## TASK LIST
(a) In the forum exchange about mRNA vaccines below, what does the last writer provide so the other person can look for studies?
(b) Translate this sentence from the forum exchange about mRNA vaccines below into Spanish: "Perhaps you can show the research where the vaccines are generating memory cells?"
(c) In the forum exchange about mRNA vaccines below, why does one writer conclude that mRNA vaccines do not produce memory cells?

## TEXT SEGMENT
>>>

No, I'm asking you to make a coherent argument supported by clear evidence. What is the clear evidence that the mRNA vaccines cannot produce memory B cells?
There is a complete lack of research on whether vaccines are generating memory cells that can provide long-lasting protection from the virus. We have circumstantial evidence - lasting immunity provided by previous infection versus shorter term vaccination generated immunity - indicating mRNA do not produce memory cells. Perhaps you can show the research where the vaccines are generating memory cells?


Look one post up.


Also, I will grant that I've not seen a lot of studies specifically testing B cell memory and T cell response from the mRNA vaccines, but they aren't completely absent. Here is a search you may use to look for it.

<<<

(Entries from a dataset)

>>>

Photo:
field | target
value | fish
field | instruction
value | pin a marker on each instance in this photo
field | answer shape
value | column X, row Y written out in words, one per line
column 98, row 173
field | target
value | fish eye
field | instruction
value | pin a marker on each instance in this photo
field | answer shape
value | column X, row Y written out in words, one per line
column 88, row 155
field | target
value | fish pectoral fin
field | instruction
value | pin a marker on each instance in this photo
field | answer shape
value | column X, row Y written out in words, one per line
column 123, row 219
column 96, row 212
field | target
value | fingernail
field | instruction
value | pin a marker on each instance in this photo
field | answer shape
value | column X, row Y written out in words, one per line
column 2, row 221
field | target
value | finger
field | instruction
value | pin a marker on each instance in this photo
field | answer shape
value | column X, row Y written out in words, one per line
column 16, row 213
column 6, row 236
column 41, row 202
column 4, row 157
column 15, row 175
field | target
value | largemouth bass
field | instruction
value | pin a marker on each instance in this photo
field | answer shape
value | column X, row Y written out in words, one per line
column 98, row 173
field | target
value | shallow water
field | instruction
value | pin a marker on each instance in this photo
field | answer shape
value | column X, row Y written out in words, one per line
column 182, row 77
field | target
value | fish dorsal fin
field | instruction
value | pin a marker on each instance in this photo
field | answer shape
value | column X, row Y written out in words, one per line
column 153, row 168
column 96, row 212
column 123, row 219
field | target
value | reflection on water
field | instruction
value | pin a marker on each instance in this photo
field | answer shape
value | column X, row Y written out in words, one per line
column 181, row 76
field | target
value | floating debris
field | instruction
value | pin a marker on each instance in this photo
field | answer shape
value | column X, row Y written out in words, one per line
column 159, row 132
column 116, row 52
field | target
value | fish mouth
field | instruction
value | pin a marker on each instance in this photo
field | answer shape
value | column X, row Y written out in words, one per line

<<<

## ANSWERS BY ITEM NUMBER
(a) A search they can use to look for the studies.

(b) ¿Quizás puedas mostrar la investigación en la que las vacunas están generando células de memoria?

(c) The writer points to circumstantial evidence. Immunity from previous infection lasts, while immunity generated by vaccination is shorter term. The writer takes this difference to indicate that mRNA vaccines do not produce memory cells.